Data shown >>
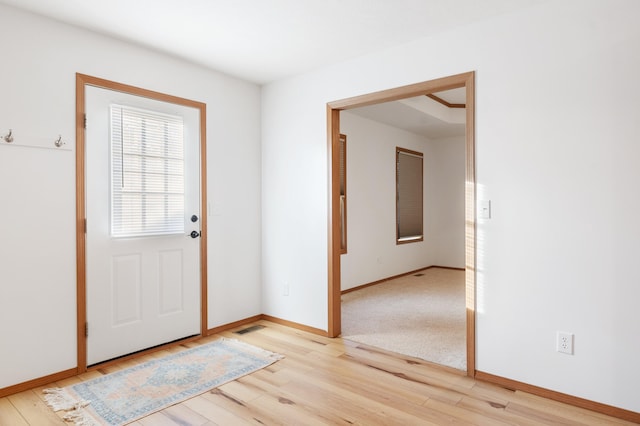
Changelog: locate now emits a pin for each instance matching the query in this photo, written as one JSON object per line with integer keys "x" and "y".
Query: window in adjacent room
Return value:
{"x": 409, "y": 190}
{"x": 343, "y": 194}
{"x": 147, "y": 173}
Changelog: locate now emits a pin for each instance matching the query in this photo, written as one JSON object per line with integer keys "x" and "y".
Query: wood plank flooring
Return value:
{"x": 324, "y": 381}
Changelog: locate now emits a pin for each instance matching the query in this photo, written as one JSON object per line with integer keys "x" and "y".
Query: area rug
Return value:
{"x": 128, "y": 395}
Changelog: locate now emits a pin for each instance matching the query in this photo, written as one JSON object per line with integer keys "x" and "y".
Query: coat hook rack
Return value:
{"x": 8, "y": 138}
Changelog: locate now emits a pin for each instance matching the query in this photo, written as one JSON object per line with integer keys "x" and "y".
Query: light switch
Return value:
{"x": 485, "y": 209}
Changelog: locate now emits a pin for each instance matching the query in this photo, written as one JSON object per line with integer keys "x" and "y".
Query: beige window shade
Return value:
{"x": 343, "y": 193}
{"x": 409, "y": 190}
{"x": 147, "y": 173}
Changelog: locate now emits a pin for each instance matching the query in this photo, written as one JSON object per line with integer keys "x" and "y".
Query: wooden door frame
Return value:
{"x": 466, "y": 80}
{"x": 82, "y": 81}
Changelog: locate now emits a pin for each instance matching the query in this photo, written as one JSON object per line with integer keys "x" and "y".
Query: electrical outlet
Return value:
{"x": 564, "y": 343}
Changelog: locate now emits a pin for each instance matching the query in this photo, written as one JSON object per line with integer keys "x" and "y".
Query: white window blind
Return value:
{"x": 147, "y": 172}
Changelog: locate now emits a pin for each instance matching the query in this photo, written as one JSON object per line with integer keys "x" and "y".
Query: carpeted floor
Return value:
{"x": 421, "y": 316}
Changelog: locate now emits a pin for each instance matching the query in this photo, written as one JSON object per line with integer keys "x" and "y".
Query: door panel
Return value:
{"x": 142, "y": 291}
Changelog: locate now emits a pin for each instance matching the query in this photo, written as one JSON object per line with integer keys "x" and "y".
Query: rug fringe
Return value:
{"x": 60, "y": 400}
{"x": 80, "y": 418}
{"x": 253, "y": 349}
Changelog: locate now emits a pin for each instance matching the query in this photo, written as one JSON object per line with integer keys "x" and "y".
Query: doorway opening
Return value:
{"x": 466, "y": 81}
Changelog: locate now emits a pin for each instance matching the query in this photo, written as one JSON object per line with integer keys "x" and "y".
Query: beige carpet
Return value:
{"x": 421, "y": 316}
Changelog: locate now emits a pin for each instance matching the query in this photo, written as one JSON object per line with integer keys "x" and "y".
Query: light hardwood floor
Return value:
{"x": 324, "y": 381}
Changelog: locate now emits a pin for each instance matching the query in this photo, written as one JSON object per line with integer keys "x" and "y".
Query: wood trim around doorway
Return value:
{"x": 466, "y": 80}
{"x": 82, "y": 81}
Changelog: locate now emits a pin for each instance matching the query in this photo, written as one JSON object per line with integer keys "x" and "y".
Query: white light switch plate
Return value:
{"x": 485, "y": 209}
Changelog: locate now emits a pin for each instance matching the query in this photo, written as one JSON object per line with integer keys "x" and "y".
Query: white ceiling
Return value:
{"x": 421, "y": 115}
{"x": 266, "y": 40}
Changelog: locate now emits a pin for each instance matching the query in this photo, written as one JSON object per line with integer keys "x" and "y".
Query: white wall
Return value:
{"x": 37, "y": 186}
{"x": 448, "y": 178}
{"x": 372, "y": 250}
{"x": 556, "y": 132}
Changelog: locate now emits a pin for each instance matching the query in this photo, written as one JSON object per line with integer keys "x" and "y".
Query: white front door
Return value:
{"x": 142, "y": 204}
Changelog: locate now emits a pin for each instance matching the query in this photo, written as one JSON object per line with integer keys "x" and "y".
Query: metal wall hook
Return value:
{"x": 8, "y": 138}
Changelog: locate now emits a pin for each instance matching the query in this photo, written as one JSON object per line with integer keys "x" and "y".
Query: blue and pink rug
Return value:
{"x": 127, "y": 395}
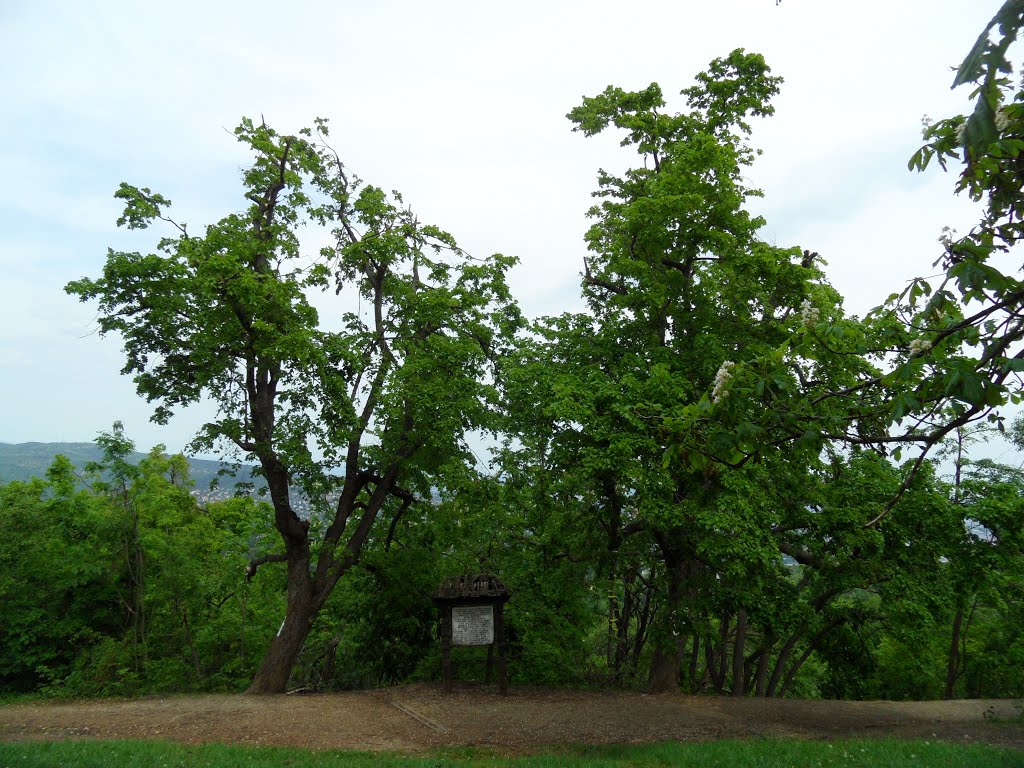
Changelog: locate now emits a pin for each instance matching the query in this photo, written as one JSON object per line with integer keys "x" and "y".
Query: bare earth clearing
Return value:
{"x": 417, "y": 718}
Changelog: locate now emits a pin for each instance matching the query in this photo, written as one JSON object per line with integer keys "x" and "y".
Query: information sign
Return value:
{"x": 472, "y": 625}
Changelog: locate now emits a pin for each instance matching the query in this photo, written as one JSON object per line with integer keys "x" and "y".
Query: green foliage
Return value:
{"x": 751, "y": 753}
{"x": 127, "y": 585}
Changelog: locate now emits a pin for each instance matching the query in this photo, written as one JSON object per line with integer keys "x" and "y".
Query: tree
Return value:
{"x": 680, "y": 290}
{"x": 363, "y": 420}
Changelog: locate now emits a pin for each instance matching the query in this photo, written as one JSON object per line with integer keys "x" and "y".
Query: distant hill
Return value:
{"x": 23, "y": 461}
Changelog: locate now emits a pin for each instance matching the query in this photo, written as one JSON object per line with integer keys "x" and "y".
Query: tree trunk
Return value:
{"x": 667, "y": 660}
{"x": 761, "y": 685}
{"x": 738, "y": 667}
{"x": 952, "y": 667}
{"x": 666, "y": 665}
{"x": 276, "y": 666}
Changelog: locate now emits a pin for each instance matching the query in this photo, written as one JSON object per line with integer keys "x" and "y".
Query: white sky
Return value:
{"x": 461, "y": 107}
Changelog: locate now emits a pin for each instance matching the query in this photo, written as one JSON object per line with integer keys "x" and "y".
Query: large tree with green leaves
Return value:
{"x": 680, "y": 290}
{"x": 361, "y": 412}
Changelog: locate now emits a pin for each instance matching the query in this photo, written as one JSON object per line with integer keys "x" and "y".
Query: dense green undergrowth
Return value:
{"x": 733, "y": 753}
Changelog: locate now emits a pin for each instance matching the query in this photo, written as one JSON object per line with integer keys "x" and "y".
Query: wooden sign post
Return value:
{"x": 472, "y": 609}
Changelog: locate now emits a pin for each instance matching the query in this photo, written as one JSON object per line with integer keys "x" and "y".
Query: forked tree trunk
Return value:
{"x": 276, "y": 666}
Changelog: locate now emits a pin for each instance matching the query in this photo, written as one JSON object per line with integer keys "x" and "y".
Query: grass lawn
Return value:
{"x": 702, "y": 755}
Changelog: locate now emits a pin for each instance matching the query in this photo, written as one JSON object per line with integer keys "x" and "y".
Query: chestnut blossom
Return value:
{"x": 1001, "y": 120}
{"x": 962, "y": 133}
{"x": 946, "y": 239}
{"x": 809, "y": 314}
{"x": 919, "y": 346}
{"x": 721, "y": 380}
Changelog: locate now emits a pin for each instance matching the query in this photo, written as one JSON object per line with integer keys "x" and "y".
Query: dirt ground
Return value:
{"x": 416, "y": 718}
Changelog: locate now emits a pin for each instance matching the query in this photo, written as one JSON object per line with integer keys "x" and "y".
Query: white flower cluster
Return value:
{"x": 1001, "y": 120}
{"x": 809, "y": 314}
{"x": 721, "y": 381}
{"x": 946, "y": 239}
{"x": 919, "y": 346}
{"x": 962, "y": 133}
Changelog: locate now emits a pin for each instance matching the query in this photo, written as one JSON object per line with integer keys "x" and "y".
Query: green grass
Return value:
{"x": 774, "y": 753}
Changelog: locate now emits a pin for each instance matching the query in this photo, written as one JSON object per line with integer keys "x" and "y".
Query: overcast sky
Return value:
{"x": 461, "y": 107}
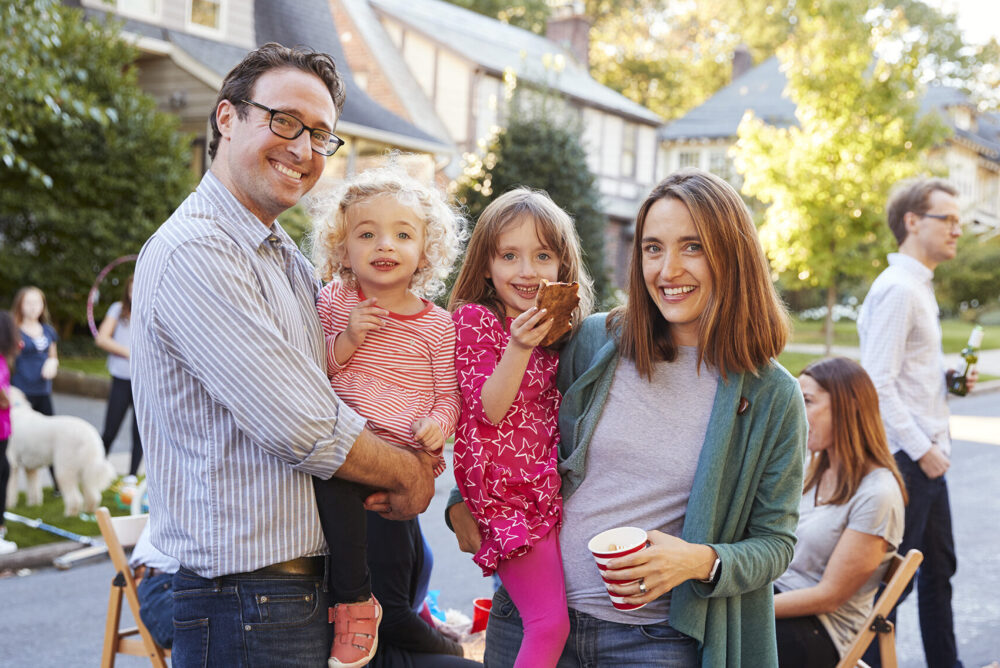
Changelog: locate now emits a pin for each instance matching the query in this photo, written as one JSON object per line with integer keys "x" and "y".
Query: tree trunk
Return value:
{"x": 831, "y": 301}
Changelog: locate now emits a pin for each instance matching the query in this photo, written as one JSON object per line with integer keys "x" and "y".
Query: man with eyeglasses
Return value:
{"x": 900, "y": 333}
{"x": 231, "y": 392}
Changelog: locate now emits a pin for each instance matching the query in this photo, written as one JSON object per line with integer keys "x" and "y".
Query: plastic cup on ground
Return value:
{"x": 612, "y": 544}
{"x": 480, "y": 614}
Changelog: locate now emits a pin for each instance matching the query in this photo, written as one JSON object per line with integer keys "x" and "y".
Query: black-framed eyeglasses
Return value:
{"x": 950, "y": 219}
{"x": 287, "y": 126}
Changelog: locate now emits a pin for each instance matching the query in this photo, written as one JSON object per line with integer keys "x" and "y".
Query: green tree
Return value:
{"x": 972, "y": 279}
{"x": 84, "y": 187}
{"x": 853, "y": 71}
{"x": 540, "y": 148}
{"x": 671, "y": 58}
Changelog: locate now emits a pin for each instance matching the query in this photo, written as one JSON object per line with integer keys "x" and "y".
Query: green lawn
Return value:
{"x": 96, "y": 366}
{"x": 51, "y": 512}
{"x": 955, "y": 334}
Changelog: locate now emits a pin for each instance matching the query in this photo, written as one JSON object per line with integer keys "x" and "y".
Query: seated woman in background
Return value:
{"x": 850, "y": 518}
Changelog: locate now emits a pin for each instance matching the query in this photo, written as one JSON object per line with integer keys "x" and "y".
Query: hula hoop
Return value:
{"x": 92, "y": 295}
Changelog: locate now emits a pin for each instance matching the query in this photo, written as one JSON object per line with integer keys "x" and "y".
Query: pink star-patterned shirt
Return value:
{"x": 507, "y": 472}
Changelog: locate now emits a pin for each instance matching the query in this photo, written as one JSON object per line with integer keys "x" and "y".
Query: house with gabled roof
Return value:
{"x": 704, "y": 136}
{"x": 188, "y": 47}
{"x": 443, "y": 67}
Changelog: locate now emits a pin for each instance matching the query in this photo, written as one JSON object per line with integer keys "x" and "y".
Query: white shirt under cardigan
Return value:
{"x": 640, "y": 467}
{"x": 900, "y": 332}
{"x": 875, "y": 509}
{"x": 234, "y": 406}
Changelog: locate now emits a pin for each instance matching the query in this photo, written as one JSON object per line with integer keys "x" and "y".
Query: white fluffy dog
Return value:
{"x": 69, "y": 444}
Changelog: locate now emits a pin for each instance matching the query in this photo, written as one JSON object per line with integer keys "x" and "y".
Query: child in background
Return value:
{"x": 37, "y": 363}
{"x": 387, "y": 243}
{"x": 113, "y": 337}
{"x": 508, "y": 434}
{"x": 10, "y": 343}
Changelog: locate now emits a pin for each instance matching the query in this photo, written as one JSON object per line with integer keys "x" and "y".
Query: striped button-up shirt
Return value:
{"x": 235, "y": 409}
{"x": 900, "y": 332}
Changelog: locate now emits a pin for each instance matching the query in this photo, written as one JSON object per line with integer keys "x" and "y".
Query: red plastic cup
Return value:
{"x": 480, "y": 613}
{"x": 611, "y": 544}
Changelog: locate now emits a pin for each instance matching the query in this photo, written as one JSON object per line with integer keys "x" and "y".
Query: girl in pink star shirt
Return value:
{"x": 508, "y": 432}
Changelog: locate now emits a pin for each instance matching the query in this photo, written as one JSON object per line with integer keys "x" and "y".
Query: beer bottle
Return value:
{"x": 970, "y": 354}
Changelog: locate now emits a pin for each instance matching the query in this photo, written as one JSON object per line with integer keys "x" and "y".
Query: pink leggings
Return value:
{"x": 535, "y": 583}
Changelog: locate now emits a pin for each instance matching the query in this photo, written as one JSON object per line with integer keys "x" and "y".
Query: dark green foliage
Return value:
{"x": 972, "y": 278}
{"x": 540, "y": 148}
{"x": 109, "y": 178}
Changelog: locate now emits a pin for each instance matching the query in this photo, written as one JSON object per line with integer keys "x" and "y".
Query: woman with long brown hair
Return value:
{"x": 676, "y": 419}
{"x": 851, "y": 517}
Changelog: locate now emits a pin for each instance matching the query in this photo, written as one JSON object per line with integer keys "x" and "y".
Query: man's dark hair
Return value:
{"x": 913, "y": 195}
{"x": 239, "y": 83}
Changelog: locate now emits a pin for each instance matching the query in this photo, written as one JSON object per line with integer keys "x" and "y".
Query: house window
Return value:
{"x": 140, "y": 8}
{"x": 629, "y": 132}
{"x": 689, "y": 159}
{"x": 206, "y": 14}
{"x": 718, "y": 164}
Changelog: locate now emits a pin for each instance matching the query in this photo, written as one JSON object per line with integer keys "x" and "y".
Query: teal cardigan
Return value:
{"x": 744, "y": 499}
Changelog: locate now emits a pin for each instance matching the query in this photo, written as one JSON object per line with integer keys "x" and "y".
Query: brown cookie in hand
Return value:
{"x": 559, "y": 300}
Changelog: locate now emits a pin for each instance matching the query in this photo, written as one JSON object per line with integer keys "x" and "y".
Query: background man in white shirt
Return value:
{"x": 900, "y": 334}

Task brief >> Your task is to retype the entries verbatim, starting with the line that holds "Query: white window blind" and stopping after the line that holds "Query: white ceiling".

Answer to this exercise >>
Query: white window blind
Return value:
{"x": 147, "y": 172}
Changelog: locate now emits a pin for each instance matching the query in this photo, written as one JSON object per line with integer keys "x" and "y".
Query: carpeted floor
Return value:
{"x": 421, "y": 316}
Changelog: locate now emits a pin for each instance matching the query in this photo, written as one JSON object per line with integer keys "x" and "y".
Query: door panel
Return value:
{"x": 142, "y": 291}
Changelog: locate now emits a pin for each instance matching the query in this photo, written as one JSON object per line with integer keys "x" and "y".
Query: rug fringe
Return value:
{"x": 60, "y": 400}
{"x": 80, "y": 418}
{"x": 253, "y": 349}
Changelog: locate now emits a pin for each instance matching the query in this photo, written as one JSON object per line with integer keys "x" and "y".
Query: doorway opening
Return value:
{"x": 466, "y": 81}
Changelog: locate now emits a pin for each instance matching the query in this photo, written as one JSON object per line with integer keys "x" and "y".
Query: beige carpet
Return value:
{"x": 421, "y": 316}
Changelog: locate now emits a pin for each instance matching the query in this photo, written as one JSON object per line with integer keys "x" and "y".
Query: light hardwood floor
Return value:
{"x": 324, "y": 381}
Changelog: locate now emits a pin for each instance matching the query in this photo, written as one JSON object per line with integer keys "x" and "y".
Query: wood trim around doorway
Return value:
{"x": 466, "y": 80}
{"x": 82, "y": 81}
Changelog: locate now emits a pin for each instance matching the query in this photo, written as one JSON object per line with integer keys "x" and "y".
Query: white light switch plate
Return value:
{"x": 485, "y": 209}
Changelog: locate now emits a pin for each instance matching the query in this photo, written as one JSON object per line with integer keys "x" and "y".
Query: white ceiling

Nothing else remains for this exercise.